Extend the post about Mark Driscoll below, starting after its last sentence.

-- ARTICLE --
Begin

There are, in other words, some compelling reasons the likes of Gerry Breshears and Eric Metaxas should have thought better of endorsing a new Driscoll book on spiritual warfare.  

Whether Mark Driscoll's views are different now than they were in 2008 is something that, maybe, could be tackled at some other time.  For the time being it's not something I'm tackling.  I find it interesting that post-plagiarism scandal surrounding A Call to Resurgence and Driscoll's other earlier books, Mark Driscoll has shifted away from manifestos for church planters and pastors in favor of variations on the self-help manual.  His endorsers are also more observably from charismatic or new apostolic circles, which makes the stragglers still willing to endorse him from the Mars Hill era stand out.  There's no James MacDonald endorsement this time around like there was for Spirit-Filled Jesus, for instance.

There is a lot here that you can read if you want to go through a chronicle of stuff Mark Driscoll has said and done from the Mars Hill Church era.  He's repositioned himself on a few issues such as the TULIP but since he self-identified in terms that church historians and theologians call Amyraldianism it's not actually clear he's changed the substance of what he espouses as much as he's modified the branding to fit a new target audience.  Just because Grace Driscoll is in charge of womens ministry at The Trinity Church does not necessarily tell us that Mark Driscoll is in favor of ordaining women ... although maybe he is and just hasn't clarified that yet.

If he has ... that could be a tell that his doctrinal positions can be significantly influenced by whoever is bankrolling his project rather than on the basis of his own study and consideration of texts ... 

POSTSCRIPT  10-4-2019

Warren Throckmorton linked to a video in which Mark Driscoll described what we're seemingly supposed to take to be an angelic visitation by way of a middle-school aged girl with some physical disability in a statement shared at a Gateway Conference.

Now in the clip Driscoll doesn't mention what kind of disability the girl had.  It might be a quirk of the able-bodied or at least the able-bodied of the Mark Driscoll variety speaking at a conference event that the nature of the disability isn't important enough to mention.  It must have been a visible disability of some kind but that could be as simple as needing to wear glasses but that, colloquially, does not tend to be what people reflexively think of as "physical disability", is it?

In any case, the girl is implicitly, it seems, an angel, because Driscoll described how he read a scrap of paper with a Bible verse on it and when he looked up to thank her she was gone.  Whatever the disability was didn't not preclude the girl from ghosting on Mark Driscoll like he was Jim Gordon and the girl was Batman. 

Although depending on how long he took to read the Bible verse there would have been plenty of time for a kid to walk away.  Slow reader, perhaps.

End

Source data

Begin

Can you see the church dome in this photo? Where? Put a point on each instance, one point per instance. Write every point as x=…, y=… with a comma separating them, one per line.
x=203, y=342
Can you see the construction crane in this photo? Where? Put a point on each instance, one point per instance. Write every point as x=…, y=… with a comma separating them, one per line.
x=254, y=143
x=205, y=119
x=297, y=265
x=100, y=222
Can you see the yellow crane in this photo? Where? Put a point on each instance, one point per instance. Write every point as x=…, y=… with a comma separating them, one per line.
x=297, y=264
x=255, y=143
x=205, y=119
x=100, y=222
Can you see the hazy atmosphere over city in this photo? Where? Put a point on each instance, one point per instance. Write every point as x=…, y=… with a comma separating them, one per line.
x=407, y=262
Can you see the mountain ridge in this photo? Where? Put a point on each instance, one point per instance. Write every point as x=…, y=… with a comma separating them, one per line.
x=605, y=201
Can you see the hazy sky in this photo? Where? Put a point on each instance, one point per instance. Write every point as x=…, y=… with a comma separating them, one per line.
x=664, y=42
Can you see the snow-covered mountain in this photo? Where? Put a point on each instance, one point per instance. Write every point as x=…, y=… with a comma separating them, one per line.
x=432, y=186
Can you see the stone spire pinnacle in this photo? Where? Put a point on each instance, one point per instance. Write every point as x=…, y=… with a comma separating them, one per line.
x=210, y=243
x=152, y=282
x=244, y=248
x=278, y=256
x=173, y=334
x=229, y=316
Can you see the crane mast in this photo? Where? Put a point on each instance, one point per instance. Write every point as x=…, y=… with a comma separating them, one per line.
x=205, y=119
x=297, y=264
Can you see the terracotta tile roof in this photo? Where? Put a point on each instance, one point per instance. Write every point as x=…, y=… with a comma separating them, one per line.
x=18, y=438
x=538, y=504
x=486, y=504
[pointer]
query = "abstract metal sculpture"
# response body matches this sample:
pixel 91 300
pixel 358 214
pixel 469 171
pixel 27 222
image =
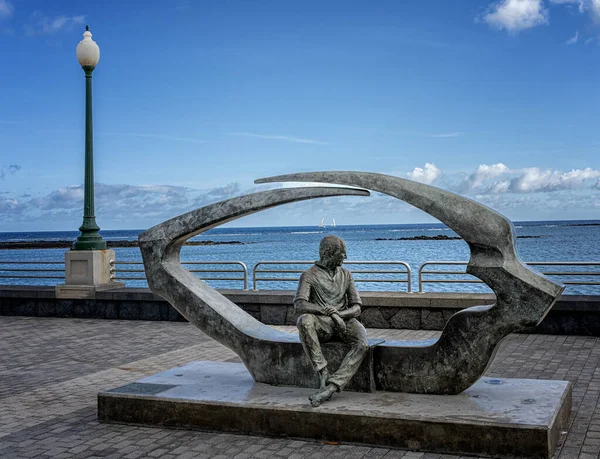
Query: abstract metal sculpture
pixel 447 365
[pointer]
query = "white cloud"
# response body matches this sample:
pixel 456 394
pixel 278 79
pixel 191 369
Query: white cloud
pixel 428 174
pixel 49 25
pixel 534 179
pixel 484 174
pixel 574 39
pixel 6 9
pixel 516 15
pixel 9 170
pixel 593 6
pixel 285 138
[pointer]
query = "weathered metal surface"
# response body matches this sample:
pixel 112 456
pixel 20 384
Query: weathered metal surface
pixel 271 356
pixel 470 338
pixel 446 366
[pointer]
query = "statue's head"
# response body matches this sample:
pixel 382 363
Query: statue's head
pixel 332 251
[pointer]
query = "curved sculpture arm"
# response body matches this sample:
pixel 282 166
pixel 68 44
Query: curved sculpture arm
pixel 199 303
pixel 489 234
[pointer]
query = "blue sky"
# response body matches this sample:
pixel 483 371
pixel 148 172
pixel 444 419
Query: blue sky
pixel 193 100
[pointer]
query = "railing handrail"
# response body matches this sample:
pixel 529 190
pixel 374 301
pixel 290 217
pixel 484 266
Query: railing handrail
pixel 529 263
pixel 407 281
pixel 4 270
pixel 7 271
pixel 243 270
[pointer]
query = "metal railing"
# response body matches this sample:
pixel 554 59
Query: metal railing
pixel 532 263
pixel 115 273
pixel 4 271
pixel 56 270
pixel 389 272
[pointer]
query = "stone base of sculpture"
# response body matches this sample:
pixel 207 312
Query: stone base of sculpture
pixel 496 417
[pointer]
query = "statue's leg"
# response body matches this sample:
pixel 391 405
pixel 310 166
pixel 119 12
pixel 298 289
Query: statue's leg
pixel 312 330
pixel 356 337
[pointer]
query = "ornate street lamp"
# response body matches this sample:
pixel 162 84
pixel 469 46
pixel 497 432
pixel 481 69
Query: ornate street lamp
pixel 88 55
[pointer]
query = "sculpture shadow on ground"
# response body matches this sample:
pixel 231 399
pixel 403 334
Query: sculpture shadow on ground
pixel 448 365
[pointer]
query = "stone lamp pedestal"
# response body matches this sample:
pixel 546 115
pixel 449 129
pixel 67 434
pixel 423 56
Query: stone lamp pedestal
pixel 87 272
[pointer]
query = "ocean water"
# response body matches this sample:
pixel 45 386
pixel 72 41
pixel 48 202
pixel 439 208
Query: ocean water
pixel 551 241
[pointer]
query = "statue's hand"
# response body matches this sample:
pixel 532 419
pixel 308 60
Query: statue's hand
pixel 339 323
pixel 329 310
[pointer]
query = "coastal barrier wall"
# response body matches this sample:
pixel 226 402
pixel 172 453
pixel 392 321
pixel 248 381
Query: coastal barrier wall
pixel 571 315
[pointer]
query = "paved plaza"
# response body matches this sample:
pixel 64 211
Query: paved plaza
pixel 52 369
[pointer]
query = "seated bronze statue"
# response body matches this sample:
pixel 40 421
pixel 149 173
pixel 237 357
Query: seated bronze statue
pixel 329 305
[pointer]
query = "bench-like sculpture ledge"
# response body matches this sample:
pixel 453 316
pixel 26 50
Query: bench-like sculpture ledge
pixel 448 365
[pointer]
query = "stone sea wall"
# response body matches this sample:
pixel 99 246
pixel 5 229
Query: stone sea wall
pixel 572 314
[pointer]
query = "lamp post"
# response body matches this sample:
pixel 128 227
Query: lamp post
pixel 88 55
pixel 88 264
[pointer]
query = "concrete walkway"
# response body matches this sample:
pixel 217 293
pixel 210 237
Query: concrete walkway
pixel 52 369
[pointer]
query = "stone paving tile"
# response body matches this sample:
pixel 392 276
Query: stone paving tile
pixel 51 371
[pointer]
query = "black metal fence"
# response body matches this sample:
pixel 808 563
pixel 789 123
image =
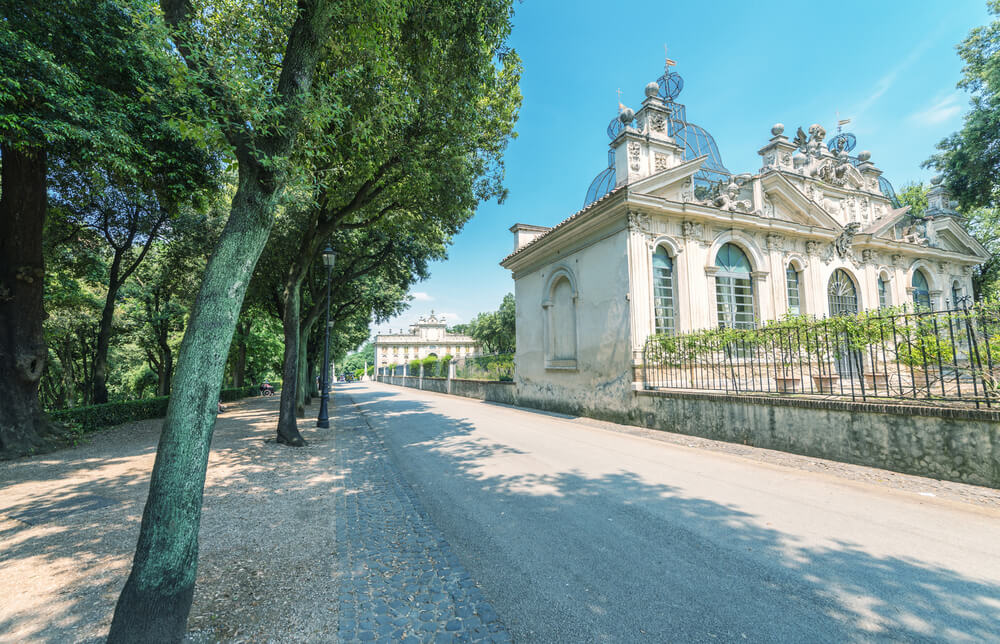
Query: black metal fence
pixel 949 356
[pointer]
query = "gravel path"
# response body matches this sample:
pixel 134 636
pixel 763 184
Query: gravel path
pixel 280 529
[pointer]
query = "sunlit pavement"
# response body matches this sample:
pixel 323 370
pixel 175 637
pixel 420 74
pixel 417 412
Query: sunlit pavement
pixel 580 533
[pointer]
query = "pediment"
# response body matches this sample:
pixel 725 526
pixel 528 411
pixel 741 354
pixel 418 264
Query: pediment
pixel 669 183
pixel 884 226
pixel 951 236
pixel 792 204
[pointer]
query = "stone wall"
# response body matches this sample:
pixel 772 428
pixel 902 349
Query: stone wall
pixel 949 444
pixel 944 443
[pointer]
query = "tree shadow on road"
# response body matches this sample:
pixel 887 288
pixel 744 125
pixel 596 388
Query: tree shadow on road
pixel 69 522
pixel 686 568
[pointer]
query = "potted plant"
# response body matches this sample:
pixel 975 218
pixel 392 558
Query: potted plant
pixel 924 352
pixel 868 334
pixel 787 345
pixel 819 344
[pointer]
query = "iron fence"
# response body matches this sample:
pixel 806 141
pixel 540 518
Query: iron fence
pixel 947 356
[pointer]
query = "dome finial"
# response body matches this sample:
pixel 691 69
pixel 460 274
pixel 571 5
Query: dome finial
pixel 667 62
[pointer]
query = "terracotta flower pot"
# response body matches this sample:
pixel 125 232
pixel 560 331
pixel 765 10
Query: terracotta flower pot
pixel 788 385
pixel 877 380
pixel 825 384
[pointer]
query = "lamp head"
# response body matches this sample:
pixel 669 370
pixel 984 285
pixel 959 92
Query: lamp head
pixel 329 257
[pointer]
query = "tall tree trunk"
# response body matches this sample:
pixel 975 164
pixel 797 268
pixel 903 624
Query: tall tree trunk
pixel 156 599
pixel 313 387
pixel 288 431
pixel 240 370
pixel 166 373
pixel 69 384
pixel 301 395
pixel 23 201
pixel 104 334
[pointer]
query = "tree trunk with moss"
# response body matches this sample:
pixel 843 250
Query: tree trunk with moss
pixel 23 200
pixel 288 430
pixel 155 602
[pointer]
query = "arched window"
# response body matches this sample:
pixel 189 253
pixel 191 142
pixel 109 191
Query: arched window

End

-- RESULT FOR THIS EXERCISE --
Throckmorton and video-poster might have misread the encounter, though.  Perhaps Driscoll meant to convey that it was a "touched by an angel" moment or, just as plausible in a charismatic context, perhaps the implication left for an audience to fill in was that the girl was sent by God as a messenger but not as some more literally angelic angel to give Driscoll a message.  Omissions may be more strategic than explanations.  When Driscoll has talked in the past about how his family had to move three times for safety reasons he omitted how long or short the time span was within which he moved his family during his Seattle years.  Three times during " a difficult season" is scarier sounding to a conference audience if they are allowed to imagine the three moves occurred within a few months from one house to one house than if the moves took place over the course of nearly twenty years.  Moving into three homes sounds more troubled and traveled if it is left to an audience to assume the three homes were singular and consecutive than if a family moved into three homes progressively that they at some point alternately occupied on a seasonal basis.  There were sources who said the Driscolls had a place on Lake Chelan and a home in the Puget Sound area and a source mentioned some kind of place the Driscolls reportedly stayed at in the SoCal area.  Whether that's the case or not is a bit less material than an observation about how Mark Driscoll's stories can be vague enough to allow audiences to fill in a lot of blanks that, were a journalist to ask some probing questions, might not get addressed.

If someone were to even claim that Mark Driscoll claimed to be visited by an angel Driscoll could, right now, say something about how he never, in fact, said, it was an angelic visitor.  It was a girl with a physical disability which, we note again, he didn't specify.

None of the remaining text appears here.